Text segment:
"""

Tuesday, February 21, 2012

Enjoying Things Now

This was the journal prompt: What are some things you enjoy doing now but may no longer enjoy in two years?

All responses are from females:
*I love being a kid because you can play with dolls and in two years from now I'll be twelve and you can't play with dolls when you're twelve.
*I will not like watching TV. I will play and hang out with friends and family outside. I will explore things like plants and mountains and caves.
...wonder where she got the idea about caves...
*School. I like it now, but if it gets any harder then I'm not going to like it very much!
*Nothing. I will always love monster high dolls. I will also always love bike rides. I love skate boards and motorcycles and I always will. I will always love Justin Bieber, dancing, and singing. I will always love Katy Perry, Adele, and drawing. I will always love what I do now.

And here's something else from a journal entry about Valentine's Day. The girl wrote that her dad gave her mom a Valentine card with a picture of a squirrel on it. The message read, "Alas, My Love, I am a nut! For your very cute butt!" I'm pretty sure the parents would die if they knew their fifth grader recorded this in her journal.

And to top the day off, I learned something at bus duty this afternoon from yet another one of my girls. The conversation went something like this while she waited for her car pool:

"Mrs. Kyburz, the substitute let us have a Talent Show when you were gone the other day!"

"""

[Excerpts of pointing data]
"""

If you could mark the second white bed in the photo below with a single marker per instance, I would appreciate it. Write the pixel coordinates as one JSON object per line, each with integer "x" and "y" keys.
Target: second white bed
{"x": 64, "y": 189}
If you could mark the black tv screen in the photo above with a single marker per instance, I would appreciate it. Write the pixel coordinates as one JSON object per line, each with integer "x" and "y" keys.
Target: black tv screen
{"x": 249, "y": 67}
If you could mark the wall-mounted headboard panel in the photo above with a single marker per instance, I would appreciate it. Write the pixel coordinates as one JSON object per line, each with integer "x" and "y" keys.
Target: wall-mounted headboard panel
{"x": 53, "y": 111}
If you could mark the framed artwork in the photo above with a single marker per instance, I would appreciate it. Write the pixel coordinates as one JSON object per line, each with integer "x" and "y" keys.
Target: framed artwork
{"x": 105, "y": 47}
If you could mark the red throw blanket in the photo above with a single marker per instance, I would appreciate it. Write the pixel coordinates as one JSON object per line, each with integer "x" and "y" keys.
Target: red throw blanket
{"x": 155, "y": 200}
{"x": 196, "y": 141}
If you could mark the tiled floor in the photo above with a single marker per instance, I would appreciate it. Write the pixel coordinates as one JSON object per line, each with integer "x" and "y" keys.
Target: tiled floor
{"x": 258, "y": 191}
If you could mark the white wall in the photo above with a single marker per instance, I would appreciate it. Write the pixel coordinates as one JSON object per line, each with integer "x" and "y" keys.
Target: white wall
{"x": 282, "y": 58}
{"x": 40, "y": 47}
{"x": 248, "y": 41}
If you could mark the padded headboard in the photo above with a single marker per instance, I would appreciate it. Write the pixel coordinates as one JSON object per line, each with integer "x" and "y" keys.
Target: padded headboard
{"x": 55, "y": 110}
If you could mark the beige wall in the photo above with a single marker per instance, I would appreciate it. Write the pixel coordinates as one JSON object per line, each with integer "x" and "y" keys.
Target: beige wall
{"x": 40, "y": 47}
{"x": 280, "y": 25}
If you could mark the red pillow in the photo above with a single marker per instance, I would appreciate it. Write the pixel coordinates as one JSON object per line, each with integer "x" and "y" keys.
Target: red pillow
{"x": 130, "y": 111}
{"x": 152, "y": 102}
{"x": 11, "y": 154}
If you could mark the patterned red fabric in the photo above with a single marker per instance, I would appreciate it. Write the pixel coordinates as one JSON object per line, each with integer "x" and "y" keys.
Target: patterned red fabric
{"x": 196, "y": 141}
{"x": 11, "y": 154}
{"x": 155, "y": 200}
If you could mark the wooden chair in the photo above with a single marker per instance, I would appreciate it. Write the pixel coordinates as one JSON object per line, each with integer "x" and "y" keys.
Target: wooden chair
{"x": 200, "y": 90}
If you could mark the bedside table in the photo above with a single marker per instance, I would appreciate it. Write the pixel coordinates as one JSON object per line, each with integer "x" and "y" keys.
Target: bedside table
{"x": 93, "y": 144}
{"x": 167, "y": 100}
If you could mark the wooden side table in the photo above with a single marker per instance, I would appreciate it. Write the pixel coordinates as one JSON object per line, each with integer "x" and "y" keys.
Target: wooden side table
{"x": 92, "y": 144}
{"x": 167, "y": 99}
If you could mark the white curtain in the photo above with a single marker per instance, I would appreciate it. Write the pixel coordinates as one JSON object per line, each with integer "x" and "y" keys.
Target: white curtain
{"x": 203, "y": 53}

"""

The tasks:
[a] In the journal-prompt post, why does the first girl say she will no longer enjoy playing with dolls in two years?
[b] Rewrite the stretch of the records from the line containing "If you could mark the wooden chair" through the end of the records as a JSON list of strings, with one string per line and blank lines left out.

Results of the exercise:
[a] In two years she will be twelve, and she believes you can't play with dolls when you're twelve.

[b]
[
  "If you could mark the wooden chair in the photo above with a single marker per instance, I would appreciate it. Write the pixel coordinates as one JSON object per line, each with integer \"x\" and \"y\" keys.",
  "Target: wooden chair",
  "{\"x\": 200, \"y\": 90}",
  "If you could mark the bedside table in the photo above with a single marker per instance, I would appreciate it. Write the pixel coordinates as one JSON object per line, each with integer \"x\" and \"y\" keys.",
  "Target: bedside table",
  "{\"x\": 93, \"y\": 144}",
  "{\"x\": 167, \"y\": 100}",
  "If you could mark the wooden side table in the photo above with a single marker per instance, I would appreciate it. Write the pixel coordinates as one JSON object per line, each with integer \"x\" and \"y\" keys.",
  "Target: wooden side table",
  "{\"x\": 92, \"y\": 144}",
  "{\"x\": 167, \"y\": 99}",
  "If you could mark the white curtain in the photo above with a single marker per instance, I would appreciate it. Write the pixel coordinates as one JSON object per line, each with integer \"x\" and \"y\" keys.",
  "Target: white curtain",
  "{\"x\": 203, \"y\": 53}"
]